### EXERCISE BRIEF
Please copy everything from the line containing "--target pointed green leaf" down to the end of the data below, reproducing each line character for character.

Segmentation labeling data:
* begin *

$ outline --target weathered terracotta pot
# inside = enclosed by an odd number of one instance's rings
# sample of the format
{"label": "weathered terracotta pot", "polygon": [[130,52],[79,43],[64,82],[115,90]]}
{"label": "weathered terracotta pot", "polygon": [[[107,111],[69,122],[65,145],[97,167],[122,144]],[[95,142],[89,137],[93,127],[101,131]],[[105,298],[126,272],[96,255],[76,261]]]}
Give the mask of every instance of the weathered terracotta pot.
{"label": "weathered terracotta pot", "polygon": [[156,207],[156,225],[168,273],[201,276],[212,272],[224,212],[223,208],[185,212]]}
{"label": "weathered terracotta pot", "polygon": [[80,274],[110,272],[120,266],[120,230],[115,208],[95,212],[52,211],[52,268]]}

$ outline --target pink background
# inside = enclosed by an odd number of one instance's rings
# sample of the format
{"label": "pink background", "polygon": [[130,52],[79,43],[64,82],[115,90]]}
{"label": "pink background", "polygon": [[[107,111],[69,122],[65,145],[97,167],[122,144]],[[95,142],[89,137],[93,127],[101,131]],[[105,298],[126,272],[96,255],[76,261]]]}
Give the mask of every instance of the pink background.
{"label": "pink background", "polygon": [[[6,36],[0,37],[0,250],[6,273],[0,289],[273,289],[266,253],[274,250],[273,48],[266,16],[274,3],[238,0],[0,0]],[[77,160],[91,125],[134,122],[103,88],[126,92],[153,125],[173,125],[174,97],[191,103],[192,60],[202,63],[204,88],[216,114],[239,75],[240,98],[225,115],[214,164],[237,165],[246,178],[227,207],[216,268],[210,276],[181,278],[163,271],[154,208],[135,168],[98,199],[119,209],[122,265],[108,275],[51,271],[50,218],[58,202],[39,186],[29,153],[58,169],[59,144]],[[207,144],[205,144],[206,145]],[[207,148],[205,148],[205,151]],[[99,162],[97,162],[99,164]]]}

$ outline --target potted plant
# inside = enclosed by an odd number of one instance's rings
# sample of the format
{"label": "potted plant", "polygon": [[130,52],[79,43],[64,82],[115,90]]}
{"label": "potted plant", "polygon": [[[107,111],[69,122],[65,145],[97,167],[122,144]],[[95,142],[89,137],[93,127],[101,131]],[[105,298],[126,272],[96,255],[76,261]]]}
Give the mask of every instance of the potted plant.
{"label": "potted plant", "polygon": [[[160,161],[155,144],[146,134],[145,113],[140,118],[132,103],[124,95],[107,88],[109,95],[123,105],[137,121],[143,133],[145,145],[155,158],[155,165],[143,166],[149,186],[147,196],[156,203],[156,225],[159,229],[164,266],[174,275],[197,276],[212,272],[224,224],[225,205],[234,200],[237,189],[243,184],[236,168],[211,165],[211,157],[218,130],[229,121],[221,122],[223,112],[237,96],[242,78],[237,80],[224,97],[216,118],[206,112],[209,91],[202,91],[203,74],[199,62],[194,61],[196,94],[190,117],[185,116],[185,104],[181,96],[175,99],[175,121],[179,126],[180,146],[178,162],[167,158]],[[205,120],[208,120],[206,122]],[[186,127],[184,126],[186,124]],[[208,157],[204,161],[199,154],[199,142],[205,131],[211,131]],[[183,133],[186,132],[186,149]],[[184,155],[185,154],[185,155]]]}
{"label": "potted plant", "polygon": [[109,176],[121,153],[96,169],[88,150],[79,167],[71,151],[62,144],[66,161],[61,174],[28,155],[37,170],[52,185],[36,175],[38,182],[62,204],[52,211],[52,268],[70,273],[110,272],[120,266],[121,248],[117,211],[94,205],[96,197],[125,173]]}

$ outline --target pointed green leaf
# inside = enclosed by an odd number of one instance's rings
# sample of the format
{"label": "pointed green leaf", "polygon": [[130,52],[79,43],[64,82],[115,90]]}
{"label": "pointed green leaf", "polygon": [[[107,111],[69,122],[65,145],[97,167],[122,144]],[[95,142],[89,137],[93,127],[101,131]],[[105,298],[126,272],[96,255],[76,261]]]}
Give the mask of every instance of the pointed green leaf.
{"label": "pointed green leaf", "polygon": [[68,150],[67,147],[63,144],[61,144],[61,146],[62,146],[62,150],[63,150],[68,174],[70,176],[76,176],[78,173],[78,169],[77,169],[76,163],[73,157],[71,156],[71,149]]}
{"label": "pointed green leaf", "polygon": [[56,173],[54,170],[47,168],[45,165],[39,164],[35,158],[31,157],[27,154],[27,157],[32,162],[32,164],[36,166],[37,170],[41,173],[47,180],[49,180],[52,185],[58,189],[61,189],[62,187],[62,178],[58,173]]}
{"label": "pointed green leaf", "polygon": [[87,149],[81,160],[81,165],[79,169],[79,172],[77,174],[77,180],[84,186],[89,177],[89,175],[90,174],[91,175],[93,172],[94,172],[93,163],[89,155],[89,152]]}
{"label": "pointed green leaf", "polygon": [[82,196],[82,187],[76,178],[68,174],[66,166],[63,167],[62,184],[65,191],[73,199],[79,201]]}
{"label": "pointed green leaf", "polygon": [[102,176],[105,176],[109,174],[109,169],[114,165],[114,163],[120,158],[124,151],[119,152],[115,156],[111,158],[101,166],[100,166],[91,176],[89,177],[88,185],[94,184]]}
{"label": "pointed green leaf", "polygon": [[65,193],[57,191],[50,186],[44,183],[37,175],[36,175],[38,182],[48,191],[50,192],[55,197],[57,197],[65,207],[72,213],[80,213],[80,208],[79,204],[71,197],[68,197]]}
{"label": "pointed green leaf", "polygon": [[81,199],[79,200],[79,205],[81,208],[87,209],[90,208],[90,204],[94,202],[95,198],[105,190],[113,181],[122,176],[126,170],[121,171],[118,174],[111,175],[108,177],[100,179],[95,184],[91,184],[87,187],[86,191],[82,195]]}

* end *

### IN RESPONSE
$ outline --target pointed green leaf
# inside = enclosed by an odd number of one instance's rings
# sample of the format
{"label": "pointed green leaf", "polygon": [[130,52],[79,43],[64,82],[115,90]]}
{"label": "pointed green leaf", "polygon": [[[107,111],[69,122],[65,145],[97,167],[122,144]],[[95,142],[89,137],[93,127],[101,131]],[[105,298],[126,272],[96,255],[76,261]]]}
Give the mask of every instance of the pointed green leaf.
{"label": "pointed green leaf", "polygon": [[68,150],[67,147],[63,144],[61,144],[61,146],[62,146],[62,150],[63,150],[68,174],[70,176],[76,176],[78,173],[78,169],[77,169],[76,163],[73,157],[71,156],[71,149]]}
{"label": "pointed green leaf", "polygon": [[56,173],[54,170],[47,168],[45,165],[39,164],[35,158],[31,157],[27,154],[27,157],[32,162],[32,164],[36,166],[37,170],[41,173],[47,180],[49,180],[52,185],[58,189],[61,189],[62,187],[62,178],[58,173]]}
{"label": "pointed green leaf", "polygon": [[87,149],[81,160],[81,165],[79,169],[79,172],[77,174],[77,180],[84,186],[89,177],[89,175],[90,174],[91,175],[93,172],[94,172],[93,163],[89,155],[89,152]]}
{"label": "pointed green leaf", "polygon": [[82,196],[82,187],[76,178],[68,174],[66,166],[63,167],[62,184],[65,191],[73,199],[79,201]]}
{"label": "pointed green leaf", "polygon": [[102,176],[105,176],[109,174],[109,169],[114,165],[114,163],[120,158],[124,151],[119,152],[115,156],[111,158],[101,166],[100,166],[91,176],[89,177],[88,185],[94,184]]}
{"label": "pointed green leaf", "polygon": [[65,193],[57,191],[50,186],[44,183],[37,175],[36,175],[38,182],[48,191],[50,192],[55,197],[57,197],[65,207],[72,213],[80,213],[80,208],[79,204],[71,197],[68,197]]}
{"label": "pointed green leaf", "polygon": [[81,199],[79,200],[79,205],[81,208],[87,209],[90,208],[90,204],[94,202],[95,198],[105,190],[113,181],[122,176],[126,170],[121,171],[118,174],[111,175],[108,177],[100,179],[95,184],[91,184],[87,187],[86,191],[82,195]]}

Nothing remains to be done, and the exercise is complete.